----- Records provided

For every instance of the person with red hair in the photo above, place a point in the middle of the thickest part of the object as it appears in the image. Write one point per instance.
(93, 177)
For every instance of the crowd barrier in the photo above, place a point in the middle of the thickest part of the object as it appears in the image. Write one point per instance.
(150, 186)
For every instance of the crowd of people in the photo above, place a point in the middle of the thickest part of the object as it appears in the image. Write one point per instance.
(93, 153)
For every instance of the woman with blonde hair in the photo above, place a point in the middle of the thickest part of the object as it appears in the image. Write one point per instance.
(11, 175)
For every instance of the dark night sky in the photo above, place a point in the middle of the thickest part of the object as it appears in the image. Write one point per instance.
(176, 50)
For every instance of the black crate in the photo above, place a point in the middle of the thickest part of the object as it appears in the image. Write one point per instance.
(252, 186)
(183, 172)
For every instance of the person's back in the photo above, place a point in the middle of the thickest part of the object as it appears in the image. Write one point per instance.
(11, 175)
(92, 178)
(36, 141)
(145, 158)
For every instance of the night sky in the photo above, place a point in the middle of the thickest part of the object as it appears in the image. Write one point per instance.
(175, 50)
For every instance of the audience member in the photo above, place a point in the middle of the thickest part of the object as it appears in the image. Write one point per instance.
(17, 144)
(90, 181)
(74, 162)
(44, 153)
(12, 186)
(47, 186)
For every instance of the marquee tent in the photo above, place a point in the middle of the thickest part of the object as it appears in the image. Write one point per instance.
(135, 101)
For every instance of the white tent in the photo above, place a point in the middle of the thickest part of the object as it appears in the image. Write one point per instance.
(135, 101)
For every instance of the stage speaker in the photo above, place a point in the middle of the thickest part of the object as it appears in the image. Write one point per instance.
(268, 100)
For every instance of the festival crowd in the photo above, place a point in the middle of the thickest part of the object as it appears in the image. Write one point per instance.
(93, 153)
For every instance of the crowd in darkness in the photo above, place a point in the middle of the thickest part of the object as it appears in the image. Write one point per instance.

----------

#### Assigned task:
Please provide an exact transcription of each line from the one holding "For every instance of the audience" through the final line of the data above.

#### Result below:
For every instance of the audience member in the photo above, place a point in the middle of the thickest part of the object as it appears in the image. Write one point per instance.
(17, 144)
(90, 181)
(74, 162)
(44, 153)
(12, 186)
(47, 186)
For every instance of the marquee tent in the photo above, place a point in the middle of the thickest part of the object as it appears in the image. Write one point per instance.
(135, 101)
For every instance of the white tent in the photo above, place a point in the middle of the thickest part of the object as it appears in the image. Write one point per instance.
(135, 101)
For every instance of the stage speaker in the photo above, place a point in the middle of the thickest part of the object as it appears in the image. Write one point per instance.
(268, 100)
For every instance of the festival crowd in the photo above, place a point in the middle of the thickest part of the object as it appears in the image. Write one point per instance.
(93, 153)
For every instance of the crowd in darkness in the photo above, place a point in the middle of the thickest part of the object as it appears in the image. Write one point per instance.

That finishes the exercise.